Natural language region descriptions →
┌────────
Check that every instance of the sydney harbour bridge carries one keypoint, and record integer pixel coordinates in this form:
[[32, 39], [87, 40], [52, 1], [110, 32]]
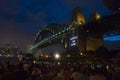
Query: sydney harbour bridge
[[83, 35]]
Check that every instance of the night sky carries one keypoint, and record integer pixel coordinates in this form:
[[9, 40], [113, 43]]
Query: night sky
[[20, 20]]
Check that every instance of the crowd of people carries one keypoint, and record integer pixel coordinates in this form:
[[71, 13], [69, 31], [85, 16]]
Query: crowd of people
[[32, 71]]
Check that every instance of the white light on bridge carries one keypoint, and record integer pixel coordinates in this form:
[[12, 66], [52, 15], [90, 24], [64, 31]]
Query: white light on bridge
[[57, 56]]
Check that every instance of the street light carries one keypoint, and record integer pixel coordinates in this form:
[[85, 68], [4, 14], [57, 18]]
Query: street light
[[57, 56]]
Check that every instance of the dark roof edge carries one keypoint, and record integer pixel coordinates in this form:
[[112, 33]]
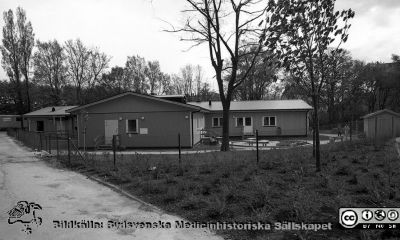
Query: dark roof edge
[[381, 111], [138, 95]]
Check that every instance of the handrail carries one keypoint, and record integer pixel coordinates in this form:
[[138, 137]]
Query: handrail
[[211, 133], [98, 140]]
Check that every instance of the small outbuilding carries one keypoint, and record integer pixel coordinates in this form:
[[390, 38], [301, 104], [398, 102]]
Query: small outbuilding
[[383, 124], [10, 121], [50, 119]]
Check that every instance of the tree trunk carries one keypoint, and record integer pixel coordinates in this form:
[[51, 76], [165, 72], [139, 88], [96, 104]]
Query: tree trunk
[[331, 108], [28, 97], [225, 126], [316, 129]]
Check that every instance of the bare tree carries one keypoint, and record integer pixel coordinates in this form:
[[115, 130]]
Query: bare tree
[[98, 64], [50, 69], [300, 32], [16, 50], [26, 42], [135, 72], [187, 77], [154, 75], [222, 25], [78, 65]]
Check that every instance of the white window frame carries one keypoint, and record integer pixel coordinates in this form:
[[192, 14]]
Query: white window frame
[[269, 120], [236, 119], [137, 126], [244, 121], [220, 119]]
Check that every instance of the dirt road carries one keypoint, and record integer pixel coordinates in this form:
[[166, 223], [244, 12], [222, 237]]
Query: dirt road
[[68, 196]]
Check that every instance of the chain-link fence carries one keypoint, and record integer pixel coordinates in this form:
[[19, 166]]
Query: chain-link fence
[[58, 144]]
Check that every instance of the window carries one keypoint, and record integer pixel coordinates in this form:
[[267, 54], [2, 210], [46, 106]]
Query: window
[[269, 121], [39, 126], [239, 122], [247, 121], [132, 126], [243, 121], [217, 122]]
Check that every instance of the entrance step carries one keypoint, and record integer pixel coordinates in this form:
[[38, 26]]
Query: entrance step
[[104, 147]]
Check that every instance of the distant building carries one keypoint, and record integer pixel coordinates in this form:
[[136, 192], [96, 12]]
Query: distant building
[[10, 121], [269, 117], [146, 121], [382, 124], [50, 119], [140, 121]]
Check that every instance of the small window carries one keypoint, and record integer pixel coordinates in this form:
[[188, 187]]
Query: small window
[[269, 121], [39, 126], [217, 122], [247, 121], [132, 126], [239, 122]]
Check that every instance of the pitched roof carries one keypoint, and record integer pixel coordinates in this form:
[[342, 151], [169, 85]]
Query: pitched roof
[[48, 111], [257, 105], [134, 94], [380, 112]]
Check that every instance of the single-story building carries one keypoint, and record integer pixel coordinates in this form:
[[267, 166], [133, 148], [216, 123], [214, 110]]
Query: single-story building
[[140, 121], [10, 121], [269, 117], [50, 119], [382, 124], [146, 121]]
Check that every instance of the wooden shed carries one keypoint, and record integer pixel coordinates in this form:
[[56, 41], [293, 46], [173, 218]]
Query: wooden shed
[[383, 124]]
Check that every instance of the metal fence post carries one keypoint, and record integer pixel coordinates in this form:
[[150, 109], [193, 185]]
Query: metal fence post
[[50, 143], [41, 144], [114, 146], [179, 147], [58, 149], [69, 150], [257, 146]]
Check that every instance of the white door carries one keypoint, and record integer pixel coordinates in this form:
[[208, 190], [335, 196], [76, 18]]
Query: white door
[[248, 126], [198, 125], [110, 129]]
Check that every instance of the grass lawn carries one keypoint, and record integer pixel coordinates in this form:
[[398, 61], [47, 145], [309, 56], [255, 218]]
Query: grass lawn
[[282, 187]]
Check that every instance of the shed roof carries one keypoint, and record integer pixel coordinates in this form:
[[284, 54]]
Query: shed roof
[[381, 112], [154, 98], [256, 105], [48, 111]]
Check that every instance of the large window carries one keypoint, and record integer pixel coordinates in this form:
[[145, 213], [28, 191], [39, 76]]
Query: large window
[[239, 122], [243, 121], [217, 122], [39, 126], [269, 121], [132, 126]]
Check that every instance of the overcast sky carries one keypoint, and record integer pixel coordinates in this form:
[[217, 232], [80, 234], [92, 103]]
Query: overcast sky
[[124, 28]]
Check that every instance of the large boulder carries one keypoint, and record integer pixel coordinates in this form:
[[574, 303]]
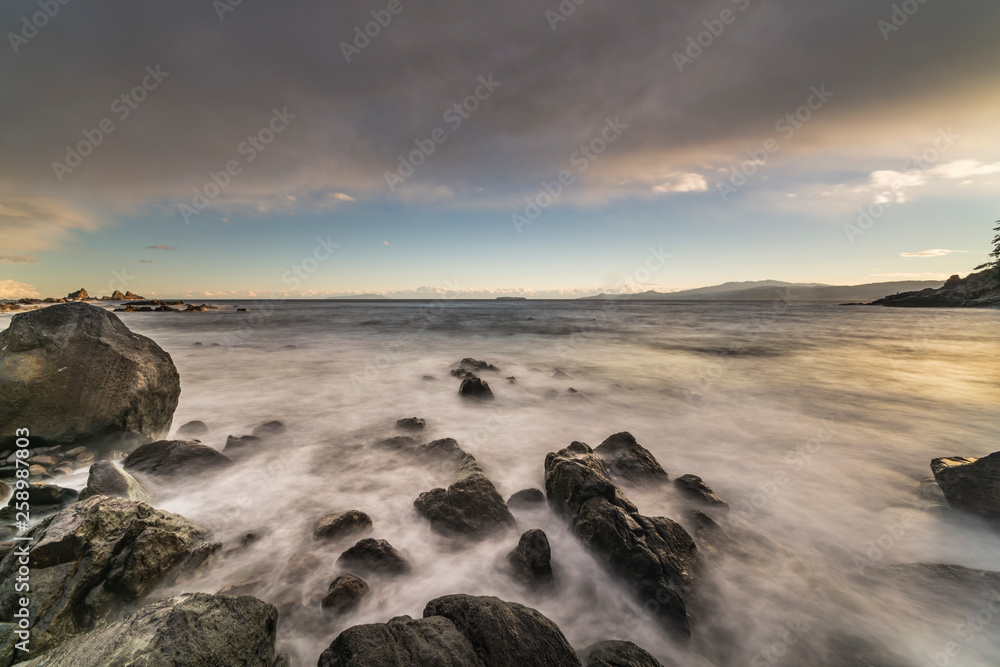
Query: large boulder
[[95, 557], [77, 375], [972, 485], [630, 461], [471, 506], [192, 629], [456, 631], [172, 457], [654, 556]]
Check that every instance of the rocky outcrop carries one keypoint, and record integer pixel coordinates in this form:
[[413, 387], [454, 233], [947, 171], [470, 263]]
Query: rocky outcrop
[[471, 506], [456, 631], [969, 484], [193, 629], [654, 556], [630, 461], [531, 560], [93, 558], [78, 376], [977, 290], [174, 457]]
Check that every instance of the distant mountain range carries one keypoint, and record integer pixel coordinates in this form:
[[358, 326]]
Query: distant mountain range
[[769, 290]]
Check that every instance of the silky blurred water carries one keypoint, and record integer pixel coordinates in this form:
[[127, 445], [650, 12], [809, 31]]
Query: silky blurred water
[[816, 423]]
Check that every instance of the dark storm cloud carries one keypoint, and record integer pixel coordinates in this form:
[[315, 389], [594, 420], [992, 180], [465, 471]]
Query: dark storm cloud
[[219, 82]]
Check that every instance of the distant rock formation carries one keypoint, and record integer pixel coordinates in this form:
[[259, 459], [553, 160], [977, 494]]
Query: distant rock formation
[[977, 290]]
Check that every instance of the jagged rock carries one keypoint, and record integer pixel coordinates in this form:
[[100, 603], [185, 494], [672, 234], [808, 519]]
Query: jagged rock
[[618, 654], [345, 593], [694, 487], [172, 457], [93, 558], [374, 557], [526, 499], [193, 629], [471, 506], [334, 526], [107, 479], [78, 375], [474, 388], [630, 461], [193, 428], [972, 485], [653, 555], [531, 560]]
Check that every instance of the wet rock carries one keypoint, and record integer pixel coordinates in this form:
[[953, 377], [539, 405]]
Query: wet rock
[[95, 557], [531, 560], [174, 457], [526, 499], [77, 374], [193, 629], [345, 593], [474, 388], [630, 461], [370, 556], [972, 485], [411, 424], [471, 506], [107, 479], [193, 428], [653, 555], [693, 487], [618, 654], [334, 526]]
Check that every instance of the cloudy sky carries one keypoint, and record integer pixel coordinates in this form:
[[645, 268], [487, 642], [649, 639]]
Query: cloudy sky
[[593, 147]]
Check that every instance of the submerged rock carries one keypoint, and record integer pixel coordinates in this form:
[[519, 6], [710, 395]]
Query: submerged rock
[[78, 375], [653, 555], [972, 485], [192, 629], [630, 461]]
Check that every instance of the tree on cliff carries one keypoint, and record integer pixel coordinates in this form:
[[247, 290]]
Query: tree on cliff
[[995, 264]]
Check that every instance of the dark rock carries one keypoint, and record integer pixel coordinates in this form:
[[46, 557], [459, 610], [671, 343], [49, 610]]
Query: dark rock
[[972, 485], [474, 388], [505, 633], [471, 506], [526, 499], [618, 654], [173, 457], [77, 374], [630, 461], [95, 557], [653, 555], [411, 424], [374, 557], [107, 479], [193, 629], [334, 526], [193, 428], [694, 487], [345, 593], [531, 560]]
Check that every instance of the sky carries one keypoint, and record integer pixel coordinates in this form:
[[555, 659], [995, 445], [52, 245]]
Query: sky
[[536, 148]]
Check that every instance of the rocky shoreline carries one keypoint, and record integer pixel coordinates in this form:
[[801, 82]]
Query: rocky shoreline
[[100, 559]]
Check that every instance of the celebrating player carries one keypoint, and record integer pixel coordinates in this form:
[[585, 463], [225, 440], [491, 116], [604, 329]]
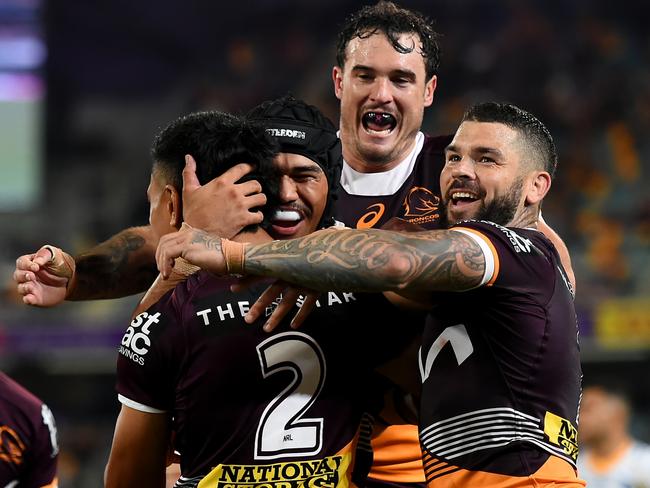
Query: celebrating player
[[499, 361]]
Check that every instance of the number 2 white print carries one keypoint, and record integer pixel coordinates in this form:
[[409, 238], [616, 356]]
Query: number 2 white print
[[460, 342], [283, 431]]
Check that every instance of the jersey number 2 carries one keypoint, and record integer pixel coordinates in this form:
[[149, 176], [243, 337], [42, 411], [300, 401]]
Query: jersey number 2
[[283, 430], [457, 336]]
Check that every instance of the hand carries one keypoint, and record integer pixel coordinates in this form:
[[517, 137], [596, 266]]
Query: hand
[[204, 206], [195, 246], [290, 296], [43, 278]]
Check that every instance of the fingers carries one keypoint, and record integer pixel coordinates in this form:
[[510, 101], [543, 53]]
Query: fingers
[[164, 252], [289, 299], [190, 180], [305, 309], [237, 172], [26, 263], [267, 298]]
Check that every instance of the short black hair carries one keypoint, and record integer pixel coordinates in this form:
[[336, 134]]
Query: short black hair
[[301, 128], [392, 21], [537, 139], [217, 141]]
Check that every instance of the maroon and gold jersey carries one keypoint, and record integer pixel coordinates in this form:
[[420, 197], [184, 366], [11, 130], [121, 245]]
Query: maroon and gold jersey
[[251, 407], [412, 193], [501, 371], [28, 443]]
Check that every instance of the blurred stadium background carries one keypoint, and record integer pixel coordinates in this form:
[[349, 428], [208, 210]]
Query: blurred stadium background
[[84, 86]]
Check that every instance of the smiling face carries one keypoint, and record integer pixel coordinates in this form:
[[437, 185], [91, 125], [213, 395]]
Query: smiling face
[[484, 175], [303, 196], [383, 94]]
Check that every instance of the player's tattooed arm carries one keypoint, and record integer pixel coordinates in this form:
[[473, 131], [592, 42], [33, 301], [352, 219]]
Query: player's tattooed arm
[[372, 260], [123, 265]]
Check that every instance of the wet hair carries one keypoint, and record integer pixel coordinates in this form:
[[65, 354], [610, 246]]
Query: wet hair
[[392, 21], [300, 128], [217, 141], [537, 140]]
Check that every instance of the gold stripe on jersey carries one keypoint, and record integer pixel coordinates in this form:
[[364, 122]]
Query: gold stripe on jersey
[[489, 251], [562, 433], [554, 473]]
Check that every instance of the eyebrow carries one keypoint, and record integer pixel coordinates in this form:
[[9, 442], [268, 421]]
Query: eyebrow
[[399, 72], [307, 168], [477, 149]]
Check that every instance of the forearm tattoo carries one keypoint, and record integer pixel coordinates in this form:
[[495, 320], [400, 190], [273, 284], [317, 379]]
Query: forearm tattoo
[[372, 260], [124, 265]]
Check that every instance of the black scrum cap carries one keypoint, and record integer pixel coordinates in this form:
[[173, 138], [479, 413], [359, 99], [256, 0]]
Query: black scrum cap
[[302, 129]]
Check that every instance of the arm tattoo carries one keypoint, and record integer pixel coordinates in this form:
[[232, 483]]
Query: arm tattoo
[[372, 260], [121, 266]]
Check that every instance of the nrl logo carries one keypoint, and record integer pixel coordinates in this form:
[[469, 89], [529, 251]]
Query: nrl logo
[[271, 308]]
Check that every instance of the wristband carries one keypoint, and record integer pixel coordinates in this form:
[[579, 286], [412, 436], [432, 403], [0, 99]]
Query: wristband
[[233, 254]]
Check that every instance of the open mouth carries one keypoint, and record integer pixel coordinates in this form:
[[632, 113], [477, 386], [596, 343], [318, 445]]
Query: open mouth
[[285, 222], [460, 198], [378, 123]]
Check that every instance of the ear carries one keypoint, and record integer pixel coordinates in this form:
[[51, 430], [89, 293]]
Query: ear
[[538, 187], [174, 206], [429, 90], [337, 78]]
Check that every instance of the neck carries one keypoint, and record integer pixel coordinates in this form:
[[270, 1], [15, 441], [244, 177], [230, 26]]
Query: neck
[[363, 164], [527, 217], [258, 236]]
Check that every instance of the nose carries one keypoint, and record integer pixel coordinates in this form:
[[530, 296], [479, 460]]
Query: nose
[[381, 91], [288, 189], [464, 168]]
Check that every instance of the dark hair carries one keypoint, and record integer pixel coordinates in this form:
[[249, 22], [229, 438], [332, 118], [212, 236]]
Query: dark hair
[[300, 128], [537, 140], [217, 141], [392, 21]]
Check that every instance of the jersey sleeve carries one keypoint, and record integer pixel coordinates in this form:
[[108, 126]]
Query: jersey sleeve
[[514, 258], [149, 356]]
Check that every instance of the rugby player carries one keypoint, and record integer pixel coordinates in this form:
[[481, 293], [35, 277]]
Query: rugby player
[[29, 448], [499, 361], [245, 406], [385, 76]]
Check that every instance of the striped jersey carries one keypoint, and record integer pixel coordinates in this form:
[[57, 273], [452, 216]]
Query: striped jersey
[[500, 369]]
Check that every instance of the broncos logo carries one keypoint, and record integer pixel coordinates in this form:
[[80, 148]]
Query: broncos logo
[[420, 202]]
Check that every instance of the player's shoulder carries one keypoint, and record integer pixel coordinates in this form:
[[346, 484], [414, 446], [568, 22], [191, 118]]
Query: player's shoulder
[[13, 393], [437, 143], [519, 240]]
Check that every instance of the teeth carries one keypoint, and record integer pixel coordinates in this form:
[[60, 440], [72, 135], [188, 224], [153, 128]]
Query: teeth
[[462, 194], [286, 215], [372, 131]]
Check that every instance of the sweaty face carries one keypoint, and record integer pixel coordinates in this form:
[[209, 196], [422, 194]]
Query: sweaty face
[[303, 196], [383, 94], [482, 178]]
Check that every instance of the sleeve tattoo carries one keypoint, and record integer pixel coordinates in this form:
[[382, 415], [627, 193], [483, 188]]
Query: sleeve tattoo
[[372, 260], [121, 266]]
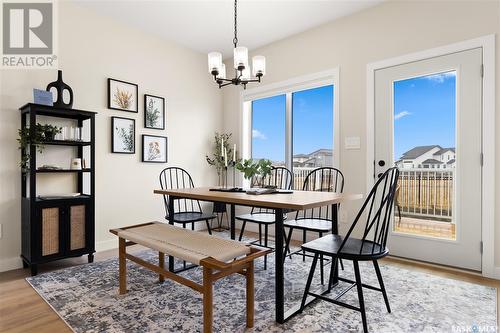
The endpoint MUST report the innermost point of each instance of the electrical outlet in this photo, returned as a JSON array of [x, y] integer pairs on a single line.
[[343, 216]]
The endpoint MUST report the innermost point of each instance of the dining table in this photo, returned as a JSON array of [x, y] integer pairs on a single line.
[[279, 202]]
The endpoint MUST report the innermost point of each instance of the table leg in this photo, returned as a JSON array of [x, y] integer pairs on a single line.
[[171, 222], [233, 222], [279, 266], [335, 230], [335, 219]]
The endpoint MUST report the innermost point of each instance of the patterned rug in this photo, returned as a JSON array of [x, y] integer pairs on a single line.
[[86, 298]]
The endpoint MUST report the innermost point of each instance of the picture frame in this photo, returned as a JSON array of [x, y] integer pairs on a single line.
[[154, 148], [154, 112], [123, 96], [122, 135]]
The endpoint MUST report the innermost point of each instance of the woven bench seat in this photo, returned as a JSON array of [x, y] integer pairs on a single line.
[[218, 257], [184, 244]]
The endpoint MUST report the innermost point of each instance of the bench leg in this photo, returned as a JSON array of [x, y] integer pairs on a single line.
[[207, 300], [161, 263], [250, 295], [122, 266]]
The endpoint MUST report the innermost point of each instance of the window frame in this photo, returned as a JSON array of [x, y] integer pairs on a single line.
[[287, 88]]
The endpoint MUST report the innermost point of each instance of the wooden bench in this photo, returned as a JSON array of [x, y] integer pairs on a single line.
[[218, 257]]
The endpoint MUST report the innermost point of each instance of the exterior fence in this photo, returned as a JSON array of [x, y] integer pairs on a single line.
[[299, 174], [426, 193], [422, 193]]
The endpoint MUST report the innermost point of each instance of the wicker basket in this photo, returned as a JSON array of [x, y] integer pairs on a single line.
[[77, 220], [50, 231]]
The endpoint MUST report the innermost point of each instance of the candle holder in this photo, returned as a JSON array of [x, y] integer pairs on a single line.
[[225, 178], [233, 165]]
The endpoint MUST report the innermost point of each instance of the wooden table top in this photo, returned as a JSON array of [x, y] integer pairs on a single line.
[[298, 200]]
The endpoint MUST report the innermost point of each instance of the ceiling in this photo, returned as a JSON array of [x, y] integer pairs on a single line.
[[207, 25]]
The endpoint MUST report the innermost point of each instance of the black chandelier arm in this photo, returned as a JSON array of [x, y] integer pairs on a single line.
[[224, 84], [250, 80], [235, 39]]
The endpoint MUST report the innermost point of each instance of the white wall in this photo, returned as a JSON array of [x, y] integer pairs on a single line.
[[391, 29], [91, 49]]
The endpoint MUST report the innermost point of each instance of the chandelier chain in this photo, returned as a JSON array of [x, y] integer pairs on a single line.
[[235, 39]]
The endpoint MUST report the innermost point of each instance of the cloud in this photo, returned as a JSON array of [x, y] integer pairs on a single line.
[[439, 78], [256, 134], [401, 114]]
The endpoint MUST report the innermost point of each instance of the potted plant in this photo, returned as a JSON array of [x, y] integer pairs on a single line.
[[255, 170], [217, 158], [43, 133]]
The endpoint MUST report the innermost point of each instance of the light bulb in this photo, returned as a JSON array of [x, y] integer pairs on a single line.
[[259, 65], [222, 72], [240, 57], [214, 62], [246, 73]]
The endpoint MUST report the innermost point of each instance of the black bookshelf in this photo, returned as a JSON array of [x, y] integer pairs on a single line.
[[54, 228]]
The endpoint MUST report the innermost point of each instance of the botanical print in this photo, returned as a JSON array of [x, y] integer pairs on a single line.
[[122, 95], [86, 297], [154, 112], [154, 148], [122, 98], [153, 151], [123, 138]]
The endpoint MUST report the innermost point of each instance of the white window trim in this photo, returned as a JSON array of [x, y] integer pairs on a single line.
[[487, 43], [316, 80]]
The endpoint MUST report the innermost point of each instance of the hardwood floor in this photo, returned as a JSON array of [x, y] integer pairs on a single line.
[[22, 310]]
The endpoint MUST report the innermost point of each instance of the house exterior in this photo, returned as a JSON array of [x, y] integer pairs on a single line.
[[318, 158], [427, 157]]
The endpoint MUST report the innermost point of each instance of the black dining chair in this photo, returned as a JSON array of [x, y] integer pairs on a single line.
[[282, 179], [378, 211], [318, 220], [187, 211]]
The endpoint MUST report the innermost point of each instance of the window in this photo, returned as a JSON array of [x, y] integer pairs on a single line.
[[312, 112], [293, 127]]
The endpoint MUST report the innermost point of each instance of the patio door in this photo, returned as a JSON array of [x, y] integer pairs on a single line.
[[428, 123]]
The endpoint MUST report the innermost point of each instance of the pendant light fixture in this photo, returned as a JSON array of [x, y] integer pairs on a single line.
[[243, 74]]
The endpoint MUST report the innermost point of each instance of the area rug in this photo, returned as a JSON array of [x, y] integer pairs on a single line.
[[86, 298]]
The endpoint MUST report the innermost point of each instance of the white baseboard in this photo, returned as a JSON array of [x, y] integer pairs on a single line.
[[496, 273], [9, 264], [106, 245]]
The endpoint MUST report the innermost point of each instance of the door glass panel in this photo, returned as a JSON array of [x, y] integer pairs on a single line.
[[424, 151], [312, 131]]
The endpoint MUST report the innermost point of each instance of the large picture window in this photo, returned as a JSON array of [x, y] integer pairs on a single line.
[[268, 129], [295, 129]]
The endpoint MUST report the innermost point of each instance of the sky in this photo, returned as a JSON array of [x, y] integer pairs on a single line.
[[424, 112], [312, 123]]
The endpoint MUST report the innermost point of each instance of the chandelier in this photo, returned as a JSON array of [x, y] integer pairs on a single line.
[[241, 67]]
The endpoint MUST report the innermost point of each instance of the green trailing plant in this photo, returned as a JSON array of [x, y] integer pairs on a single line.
[[255, 170], [217, 159], [152, 114], [127, 136], [43, 133]]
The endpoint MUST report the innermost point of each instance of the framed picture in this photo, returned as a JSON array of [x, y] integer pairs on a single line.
[[122, 135], [154, 148], [123, 96], [154, 112]]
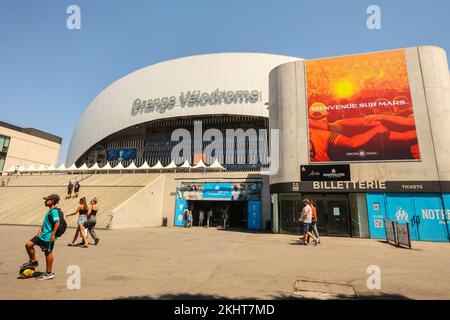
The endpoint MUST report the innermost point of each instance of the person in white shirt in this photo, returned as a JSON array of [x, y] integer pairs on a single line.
[[306, 218], [208, 218], [201, 217]]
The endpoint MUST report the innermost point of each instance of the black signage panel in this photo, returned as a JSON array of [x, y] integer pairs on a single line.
[[325, 172]]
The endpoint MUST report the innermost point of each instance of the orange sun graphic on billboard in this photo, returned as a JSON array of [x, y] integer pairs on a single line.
[[359, 108]]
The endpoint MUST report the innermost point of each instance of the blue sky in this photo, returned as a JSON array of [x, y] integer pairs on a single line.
[[49, 74]]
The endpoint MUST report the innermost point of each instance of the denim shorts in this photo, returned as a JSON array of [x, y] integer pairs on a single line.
[[82, 220], [306, 226]]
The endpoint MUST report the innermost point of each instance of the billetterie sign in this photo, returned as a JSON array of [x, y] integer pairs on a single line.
[[194, 98]]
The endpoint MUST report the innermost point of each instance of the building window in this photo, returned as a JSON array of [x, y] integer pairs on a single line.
[[4, 144], [358, 210]]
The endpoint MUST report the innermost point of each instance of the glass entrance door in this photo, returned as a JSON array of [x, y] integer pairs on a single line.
[[333, 218]]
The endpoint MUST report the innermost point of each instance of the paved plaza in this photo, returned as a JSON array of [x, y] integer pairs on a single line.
[[201, 263]]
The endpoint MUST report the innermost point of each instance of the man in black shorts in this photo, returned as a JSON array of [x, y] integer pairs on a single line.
[[45, 239]]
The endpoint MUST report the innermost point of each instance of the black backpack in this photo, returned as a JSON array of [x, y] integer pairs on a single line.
[[62, 222]]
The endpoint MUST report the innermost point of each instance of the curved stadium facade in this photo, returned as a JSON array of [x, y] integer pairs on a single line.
[[134, 118]]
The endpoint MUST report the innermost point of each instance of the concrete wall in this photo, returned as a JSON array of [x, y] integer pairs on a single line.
[[436, 82], [25, 149], [143, 209], [429, 85]]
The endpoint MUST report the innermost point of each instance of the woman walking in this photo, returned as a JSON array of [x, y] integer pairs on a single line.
[[92, 220], [82, 210]]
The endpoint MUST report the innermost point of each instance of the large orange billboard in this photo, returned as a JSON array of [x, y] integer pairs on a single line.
[[360, 109]]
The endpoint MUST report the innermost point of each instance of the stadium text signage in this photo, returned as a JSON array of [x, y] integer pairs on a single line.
[[342, 186], [194, 98]]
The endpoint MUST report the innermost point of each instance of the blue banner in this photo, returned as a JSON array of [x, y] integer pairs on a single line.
[[179, 210], [377, 212], [431, 218], [254, 215], [216, 191]]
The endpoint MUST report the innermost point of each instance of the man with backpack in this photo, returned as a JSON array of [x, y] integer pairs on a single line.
[[53, 226]]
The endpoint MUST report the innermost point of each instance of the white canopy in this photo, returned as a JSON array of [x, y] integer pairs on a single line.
[[186, 165], [119, 166], [107, 166], [11, 169], [171, 165], [199, 165], [30, 169], [62, 167], [132, 166], [95, 167], [83, 167], [158, 165], [73, 167], [144, 166], [216, 165]]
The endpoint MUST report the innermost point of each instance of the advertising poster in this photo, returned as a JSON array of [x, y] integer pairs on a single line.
[[239, 191], [360, 109]]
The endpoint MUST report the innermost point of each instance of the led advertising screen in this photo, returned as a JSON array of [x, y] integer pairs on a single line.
[[360, 109]]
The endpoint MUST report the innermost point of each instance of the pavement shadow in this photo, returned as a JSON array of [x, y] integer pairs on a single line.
[[189, 296], [35, 275], [241, 230]]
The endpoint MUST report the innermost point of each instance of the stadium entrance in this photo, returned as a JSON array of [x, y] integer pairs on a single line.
[[333, 218], [238, 204]]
└────────
DIRECTIONS →
Out of the data above, give again only the lines starting at the one holding "Check that every instance of the arm" and ending at the one holding "Check that every instance of the wristband", unchanged.

ANSWER BOX →
Check that every instance of the arm tattoo carries one keypoint, and record integer pixel coordinates in this form:
[[232, 483]]
Query: arm tattoo
[[372, 260], [121, 266]]
Check that every instance of the nrl logo carries one keypoint, and record integer pixel coordinates in this form:
[[469, 89], [529, 251]]
Query: nrl logo
[[271, 308]]
Check that every instance of the wristband carries one keypoint, and record integer pixel coordinates in this form:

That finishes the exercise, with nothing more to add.